* [GIVEN PROBLEM]:
Copy the material that follows line for line, without altering a single character.
## Start
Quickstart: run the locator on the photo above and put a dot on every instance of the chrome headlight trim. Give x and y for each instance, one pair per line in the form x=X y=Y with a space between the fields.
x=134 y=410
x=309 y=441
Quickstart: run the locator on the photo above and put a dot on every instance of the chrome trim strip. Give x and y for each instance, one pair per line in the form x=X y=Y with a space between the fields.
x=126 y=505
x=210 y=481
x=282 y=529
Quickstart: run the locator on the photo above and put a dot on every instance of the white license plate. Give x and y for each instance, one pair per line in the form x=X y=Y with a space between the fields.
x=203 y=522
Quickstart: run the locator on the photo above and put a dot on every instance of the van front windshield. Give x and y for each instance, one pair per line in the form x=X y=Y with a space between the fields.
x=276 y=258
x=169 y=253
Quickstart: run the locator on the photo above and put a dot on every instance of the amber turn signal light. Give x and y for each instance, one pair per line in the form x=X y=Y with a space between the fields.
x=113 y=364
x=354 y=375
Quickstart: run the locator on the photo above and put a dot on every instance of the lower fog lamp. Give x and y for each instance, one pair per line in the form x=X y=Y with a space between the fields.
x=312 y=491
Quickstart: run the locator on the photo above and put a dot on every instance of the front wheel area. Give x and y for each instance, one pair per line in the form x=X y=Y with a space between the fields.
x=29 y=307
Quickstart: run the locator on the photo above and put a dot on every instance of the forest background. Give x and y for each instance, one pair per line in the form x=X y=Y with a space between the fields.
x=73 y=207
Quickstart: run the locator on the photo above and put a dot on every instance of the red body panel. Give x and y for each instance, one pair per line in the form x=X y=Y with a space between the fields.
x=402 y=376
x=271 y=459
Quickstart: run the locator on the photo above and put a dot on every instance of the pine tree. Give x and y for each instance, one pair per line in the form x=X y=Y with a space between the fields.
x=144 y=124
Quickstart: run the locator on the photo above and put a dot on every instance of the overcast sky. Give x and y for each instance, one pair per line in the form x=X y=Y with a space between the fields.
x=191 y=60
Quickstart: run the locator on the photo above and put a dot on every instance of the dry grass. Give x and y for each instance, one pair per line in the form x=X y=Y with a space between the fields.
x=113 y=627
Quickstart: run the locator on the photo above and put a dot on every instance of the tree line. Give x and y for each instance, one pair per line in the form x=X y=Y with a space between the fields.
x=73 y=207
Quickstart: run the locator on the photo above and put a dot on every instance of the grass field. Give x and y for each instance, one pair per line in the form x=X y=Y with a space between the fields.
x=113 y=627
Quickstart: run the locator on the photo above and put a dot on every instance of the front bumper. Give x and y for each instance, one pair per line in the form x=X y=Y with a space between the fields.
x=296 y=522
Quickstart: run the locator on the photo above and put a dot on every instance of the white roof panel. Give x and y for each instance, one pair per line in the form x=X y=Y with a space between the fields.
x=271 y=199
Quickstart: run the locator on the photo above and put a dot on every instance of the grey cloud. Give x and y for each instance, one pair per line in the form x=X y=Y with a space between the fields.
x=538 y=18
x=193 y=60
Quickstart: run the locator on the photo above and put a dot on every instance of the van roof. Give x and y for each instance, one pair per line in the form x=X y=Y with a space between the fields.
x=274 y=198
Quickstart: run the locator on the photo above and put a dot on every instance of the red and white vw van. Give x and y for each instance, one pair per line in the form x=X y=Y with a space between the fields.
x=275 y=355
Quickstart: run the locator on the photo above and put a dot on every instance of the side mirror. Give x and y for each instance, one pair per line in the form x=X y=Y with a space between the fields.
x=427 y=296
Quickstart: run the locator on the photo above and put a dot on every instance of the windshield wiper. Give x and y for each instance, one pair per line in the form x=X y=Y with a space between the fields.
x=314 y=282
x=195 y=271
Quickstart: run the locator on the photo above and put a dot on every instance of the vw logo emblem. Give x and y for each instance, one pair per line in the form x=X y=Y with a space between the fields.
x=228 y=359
## End
* [THE RESPONSE]:
Quickstart: run the locator on the photo above and put a dot on every instance of the chrome headlight trim. Give x and y for each instance, one pair per line in the form x=X y=Y with a space between the fields.
x=134 y=410
x=309 y=441
Quickstart: run the locator on the photo above and put a dot on every instance of the chrome trim strip. Give x and y for each instance, one pair per line in the form x=X y=Y with a space between the fields.
x=126 y=505
x=210 y=481
x=282 y=529
Quickstart: run the locator on the photo above and put a dot on every instance of the white license plate. Give x and y for each instance, one pair per line in the form x=X y=Y with a space between the fields.
x=203 y=522
Quickstart: run the locator on the photo above and put a dot on every instance of the van front windshield. Give x and y for each instance, one pair per line in the form x=X y=Y with a space between the fields.
x=276 y=258
x=169 y=253
Quickstart: run the locator on the photo above and put a dot on every instance of the amber turn signal light. Give x and y for each instance, one pair per line in the form x=X y=Y with a space between the fields.
x=113 y=364
x=354 y=375
Quickstart: run the locator on the photo above and put a dot on every instance of the lower fog lamp. Give x and y for each instance, one pair per line in the form x=X y=Y with a space between the fields.
x=312 y=491
Quickstart: run the locator on the photo above and put a dot on every instance of the front wheel area. Give x and y for each instance, one pair per line in the form x=X y=Y with a space between the fields.
x=29 y=307
Quickstart: run the locator on the photo above and put a dot on every instance of the forest background. Give x and y for each instance, one pair per line in the form x=X y=Y with a space between the fields.
x=73 y=207
Quickstart: run the locator on the photo above and put a dot on every instance of the red body panel. Give x and y for each instance, one pair per line in the form x=X y=Y with a space between the fields.
x=402 y=376
x=271 y=459
Quickstart: run the locator on the photo above and put a dot on every instance of the pine tree. Give x and y for each instance, one pair per line in the form x=X y=Y with a space between the fields.
x=144 y=124
Quickstart: run the locator on the photo above and put a dot on every instance of the overcast sky. Give x and y for each instance, one pair per line in the form x=X y=Y with a space between the fields.
x=191 y=60
Quickstart: run the locator on the photo above and put a dot on every instance of the dry grass. Give x and y for each instance, one pair per line in the form x=X y=Y with a space between the fields.
x=113 y=627
Quickstart: run the locator on the photo above and put a dot on every instance of the tree line. Give x and y for each instance, one pair per line in the form x=X y=Y with a space between the fields.
x=73 y=207
Quickstart: run the locator on the photo above and put a dot on every instance of the grass field. Give x and y for each instance, one pair per line in the form x=X y=Y with a space between the fields.
x=113 y=627
Quickstart: run the locator on the photo above and put a dot on every instance of the front bumper. Give x and y for each instance, one pair per line in the form x=X y=Y with a space between the fields.
x=296 y=522
Quickstart: run the locator on the photo above and put a dot on every instance of the white roof panel. Give x and y for each instance, one pair per line in the form x=X y=Y with a space between the fields.
x=271 y=199
Quickstart: run the locator on the photo above and put a dot on every instance of the grey cloud. Give x and y for each instance, one pair per line in the form x=X y=Y with a space between the fields.
x=538 y=18
x=193 y=60
Quickstart: run the locator on the photo above and put a dot on every instance of the van roof. Give x and y for each instance, one pair per line in the form x=X y=Y with a space between the fields.
x=274 y=198
Quickstart: run the locator on the photo above and put a dot on every instance of the red and white vw van. Give x and y for each instance, one pair per line in the form x=X y=Y with a space between the fields.
x=275 y=355
Quickstart: run the locator on the photo above and put a dot on every instance of the side mirror. Give x and y for each instance, one pair per line in the form x=X y=Y with a space between the fields.
x=427 y=296
Quickstart: run the locator on the photo above and put a dot on every instance of the windshield wiper. Give x and y for each instance, one pair per line in the form x=X y=Y with a space between the fields.
x=314 y=282
x=195 y=271
Quickstart: run the locator on the photo above and put a dot on every instance of the vw logo emblem. Give x and y for each instance, one pair per line in the form x=X y=Y with a space between the fields.
x=228 y=359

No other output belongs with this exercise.